What the task requires = Report each line of the data below that contains the word "blurred". Match case exactly.

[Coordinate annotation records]
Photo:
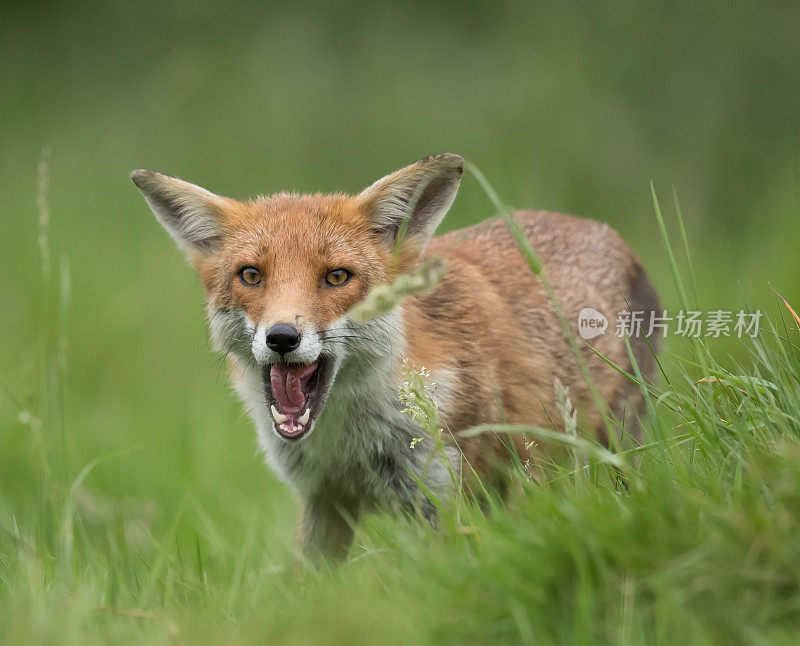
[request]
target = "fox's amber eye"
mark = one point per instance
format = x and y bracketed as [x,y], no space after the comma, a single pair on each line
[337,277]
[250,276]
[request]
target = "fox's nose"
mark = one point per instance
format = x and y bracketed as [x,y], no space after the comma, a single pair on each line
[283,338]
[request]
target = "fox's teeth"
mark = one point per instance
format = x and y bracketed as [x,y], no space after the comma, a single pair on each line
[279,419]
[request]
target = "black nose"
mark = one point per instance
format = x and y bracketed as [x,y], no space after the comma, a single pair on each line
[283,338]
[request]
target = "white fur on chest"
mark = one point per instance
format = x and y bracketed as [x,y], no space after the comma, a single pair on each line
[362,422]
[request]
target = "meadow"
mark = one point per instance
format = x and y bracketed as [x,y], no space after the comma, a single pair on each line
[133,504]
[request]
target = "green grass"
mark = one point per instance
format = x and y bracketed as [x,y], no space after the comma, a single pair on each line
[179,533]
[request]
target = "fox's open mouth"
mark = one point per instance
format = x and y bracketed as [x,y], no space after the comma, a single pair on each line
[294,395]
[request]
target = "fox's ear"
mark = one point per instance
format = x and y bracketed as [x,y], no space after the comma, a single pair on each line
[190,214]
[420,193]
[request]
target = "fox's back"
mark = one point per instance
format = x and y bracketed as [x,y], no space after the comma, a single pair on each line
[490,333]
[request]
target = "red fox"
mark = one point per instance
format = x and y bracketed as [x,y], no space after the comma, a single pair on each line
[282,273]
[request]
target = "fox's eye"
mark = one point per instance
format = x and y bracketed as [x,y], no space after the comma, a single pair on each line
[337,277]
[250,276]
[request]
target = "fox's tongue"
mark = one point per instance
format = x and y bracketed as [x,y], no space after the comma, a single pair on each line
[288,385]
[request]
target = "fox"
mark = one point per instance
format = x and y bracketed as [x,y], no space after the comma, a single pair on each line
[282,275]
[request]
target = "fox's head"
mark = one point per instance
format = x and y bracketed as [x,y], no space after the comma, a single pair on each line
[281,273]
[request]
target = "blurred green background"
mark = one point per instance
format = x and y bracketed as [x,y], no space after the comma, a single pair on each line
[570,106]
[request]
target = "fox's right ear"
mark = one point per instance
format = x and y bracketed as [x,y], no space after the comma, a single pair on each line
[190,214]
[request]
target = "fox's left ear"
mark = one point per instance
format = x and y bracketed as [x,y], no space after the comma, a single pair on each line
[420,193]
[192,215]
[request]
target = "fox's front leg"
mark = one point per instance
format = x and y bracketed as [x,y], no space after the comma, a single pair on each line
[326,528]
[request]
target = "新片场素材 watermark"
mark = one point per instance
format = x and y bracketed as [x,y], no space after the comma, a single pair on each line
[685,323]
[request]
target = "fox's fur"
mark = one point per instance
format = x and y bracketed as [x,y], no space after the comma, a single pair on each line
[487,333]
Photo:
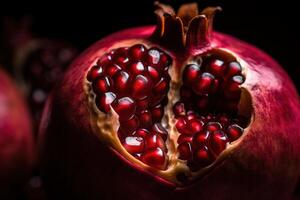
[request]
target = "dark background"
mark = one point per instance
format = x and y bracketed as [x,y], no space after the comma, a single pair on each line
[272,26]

* * *

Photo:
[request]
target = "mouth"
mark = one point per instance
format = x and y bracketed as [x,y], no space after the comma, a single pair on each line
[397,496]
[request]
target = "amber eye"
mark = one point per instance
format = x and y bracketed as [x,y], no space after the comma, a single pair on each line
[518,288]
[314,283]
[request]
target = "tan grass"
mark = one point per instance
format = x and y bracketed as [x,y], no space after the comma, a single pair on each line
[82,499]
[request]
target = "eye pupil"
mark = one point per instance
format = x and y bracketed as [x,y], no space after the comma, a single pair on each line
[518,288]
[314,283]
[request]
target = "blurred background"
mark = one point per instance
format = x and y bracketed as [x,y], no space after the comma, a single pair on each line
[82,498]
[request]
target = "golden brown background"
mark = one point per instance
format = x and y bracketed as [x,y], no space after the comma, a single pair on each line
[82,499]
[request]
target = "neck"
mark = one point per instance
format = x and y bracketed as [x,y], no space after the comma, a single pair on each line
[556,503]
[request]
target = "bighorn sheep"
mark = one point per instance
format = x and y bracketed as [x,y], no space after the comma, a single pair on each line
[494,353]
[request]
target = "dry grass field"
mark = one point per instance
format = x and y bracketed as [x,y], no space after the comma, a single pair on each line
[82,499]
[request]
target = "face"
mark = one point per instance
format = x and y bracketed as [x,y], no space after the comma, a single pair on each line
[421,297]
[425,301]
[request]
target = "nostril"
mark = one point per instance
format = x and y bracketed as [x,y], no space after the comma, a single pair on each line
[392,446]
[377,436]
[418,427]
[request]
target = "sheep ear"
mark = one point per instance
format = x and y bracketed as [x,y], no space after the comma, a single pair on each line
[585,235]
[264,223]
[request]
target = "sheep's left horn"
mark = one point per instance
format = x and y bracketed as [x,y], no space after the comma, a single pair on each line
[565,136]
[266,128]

* * *

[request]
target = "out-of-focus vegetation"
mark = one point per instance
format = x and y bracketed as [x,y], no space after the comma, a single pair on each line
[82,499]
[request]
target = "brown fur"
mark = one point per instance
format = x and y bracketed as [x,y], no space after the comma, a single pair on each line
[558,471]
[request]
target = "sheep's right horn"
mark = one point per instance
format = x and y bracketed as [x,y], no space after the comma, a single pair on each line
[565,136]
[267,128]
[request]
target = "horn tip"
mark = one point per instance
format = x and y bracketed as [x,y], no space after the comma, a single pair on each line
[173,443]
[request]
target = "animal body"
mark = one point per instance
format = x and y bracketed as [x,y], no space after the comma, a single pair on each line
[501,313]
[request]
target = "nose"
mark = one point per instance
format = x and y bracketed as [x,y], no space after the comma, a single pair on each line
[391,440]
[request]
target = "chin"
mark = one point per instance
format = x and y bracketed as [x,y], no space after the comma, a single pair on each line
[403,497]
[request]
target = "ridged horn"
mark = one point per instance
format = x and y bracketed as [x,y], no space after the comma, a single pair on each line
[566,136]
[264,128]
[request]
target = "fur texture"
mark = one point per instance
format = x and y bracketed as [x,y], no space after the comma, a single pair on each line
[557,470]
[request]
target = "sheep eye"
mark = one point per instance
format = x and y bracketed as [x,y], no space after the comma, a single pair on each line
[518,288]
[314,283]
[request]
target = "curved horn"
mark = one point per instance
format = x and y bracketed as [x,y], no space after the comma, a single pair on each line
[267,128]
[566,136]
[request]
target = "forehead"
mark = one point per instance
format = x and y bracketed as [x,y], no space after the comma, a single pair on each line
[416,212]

Written solution =
target = "blurred green background"
target = "blurred background"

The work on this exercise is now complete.